··· Text excerpt

The innovative material was developed by a company called Fabrican that is exploring uses in fashion, healthcare and the automotive industry.

French label Coperni delivered one of the viral moments of Paris Fashion Week with a performance that saw a nearly naked Bella Hadid spray-painted with a dress on the runway.

Designers Arnaud Vaillant and Sébastien Meyer teamed up with Manel Torres, the head of Fabrican Ltd and inventor of the Spray-on fabric, who personally applied the innovative material with the help of an assistant.

Torres, who studied fashion design at the Royal College of Art in London, developed the patented technology, which dries instantly on impact with any surface, including liquids, to create a non-woven fabric layer.

“It can be used to make innovative clothes that can be washed, re-worn and even integrated with diagnostic devices that can monitor the health of the wearer. The technology consists of short fibers bound together with polymers and bio polymers, and greener solvents that deliver the fabric in liquid form, then evaporate when the spray reaches a surface,” Coperni said in a statement.

······

▶ _To do_:
- A) From the spray-on fabric article, reproduce the passage from "French label Coperni" to "on the runway.".
- B) Rewrite the paragraph of the spray-on fabric article that begins "Torres, who studied fashion design" as a short bulleted list that keeps its main facts.

··· Dataset entries

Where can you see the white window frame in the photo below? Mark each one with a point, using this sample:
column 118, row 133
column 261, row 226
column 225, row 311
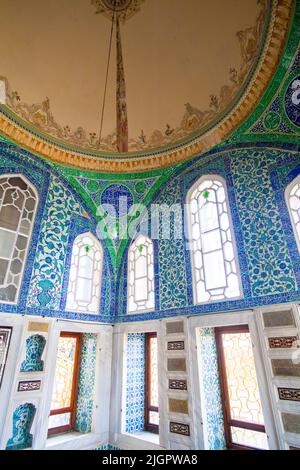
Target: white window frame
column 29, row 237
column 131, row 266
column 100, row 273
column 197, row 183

······
··· Dataset entries

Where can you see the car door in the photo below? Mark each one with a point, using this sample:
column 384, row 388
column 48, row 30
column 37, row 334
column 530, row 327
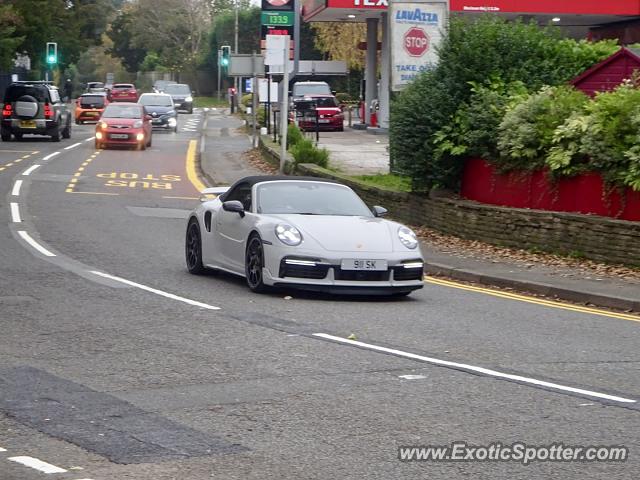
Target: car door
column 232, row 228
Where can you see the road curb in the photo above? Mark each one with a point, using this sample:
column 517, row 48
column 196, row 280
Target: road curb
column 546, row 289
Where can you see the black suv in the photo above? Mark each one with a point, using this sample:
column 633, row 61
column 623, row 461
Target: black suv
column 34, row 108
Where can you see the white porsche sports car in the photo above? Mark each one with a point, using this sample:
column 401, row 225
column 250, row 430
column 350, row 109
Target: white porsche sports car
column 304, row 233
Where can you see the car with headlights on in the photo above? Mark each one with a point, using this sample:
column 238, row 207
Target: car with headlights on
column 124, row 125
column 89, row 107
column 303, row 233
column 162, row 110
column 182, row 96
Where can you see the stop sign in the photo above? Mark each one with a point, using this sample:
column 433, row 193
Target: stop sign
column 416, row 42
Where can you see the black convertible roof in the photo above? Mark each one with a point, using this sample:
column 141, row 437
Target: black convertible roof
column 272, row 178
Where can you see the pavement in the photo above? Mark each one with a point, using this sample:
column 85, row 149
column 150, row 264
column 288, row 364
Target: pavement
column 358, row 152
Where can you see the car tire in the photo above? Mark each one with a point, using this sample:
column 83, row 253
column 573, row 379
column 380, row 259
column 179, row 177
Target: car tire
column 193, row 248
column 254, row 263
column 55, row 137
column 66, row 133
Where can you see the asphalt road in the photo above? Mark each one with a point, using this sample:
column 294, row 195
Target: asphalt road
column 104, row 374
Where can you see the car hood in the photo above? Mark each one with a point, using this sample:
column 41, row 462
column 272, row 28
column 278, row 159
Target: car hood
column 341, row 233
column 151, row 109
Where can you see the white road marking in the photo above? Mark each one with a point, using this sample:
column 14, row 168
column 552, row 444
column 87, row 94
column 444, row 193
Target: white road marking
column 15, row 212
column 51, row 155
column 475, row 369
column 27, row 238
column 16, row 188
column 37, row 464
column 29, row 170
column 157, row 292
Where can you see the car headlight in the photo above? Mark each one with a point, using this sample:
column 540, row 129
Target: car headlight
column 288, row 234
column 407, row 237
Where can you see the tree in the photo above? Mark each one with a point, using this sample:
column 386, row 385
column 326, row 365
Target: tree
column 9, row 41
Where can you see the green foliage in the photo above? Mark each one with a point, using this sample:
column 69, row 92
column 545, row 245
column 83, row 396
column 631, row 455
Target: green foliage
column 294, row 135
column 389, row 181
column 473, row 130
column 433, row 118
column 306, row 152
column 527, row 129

······
··· Dataset entries

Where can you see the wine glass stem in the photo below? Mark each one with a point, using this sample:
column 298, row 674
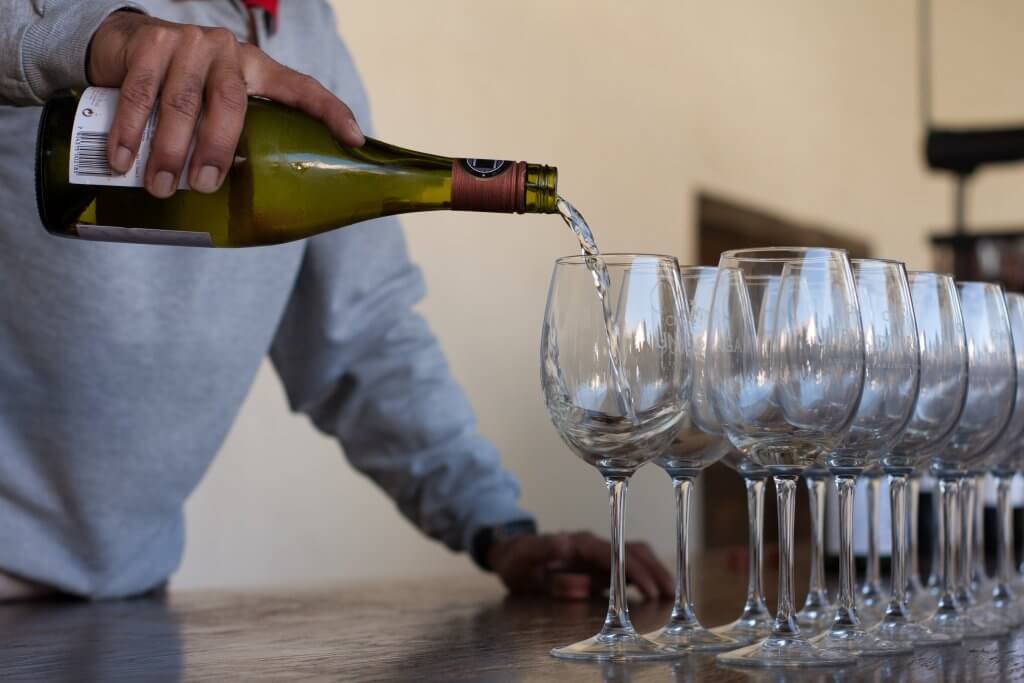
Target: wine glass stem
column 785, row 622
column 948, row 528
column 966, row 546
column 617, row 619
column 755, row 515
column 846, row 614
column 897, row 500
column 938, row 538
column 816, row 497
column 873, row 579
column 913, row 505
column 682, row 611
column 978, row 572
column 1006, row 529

······

▶ _Exercise results_:
- A)
French label Coperni delivered one of the viral moments of Paris Fashion Week with a performance that saw a nearly naked Bella Hadid spray-painted with a dress on the runway.

- B)
- Torres studied fashion design at the Royal College of Art in London.
- He developed the patented spray-on technology.
- It dries instantly on impact with any surface, including liquids.
- It creates a non-woven fabric layer.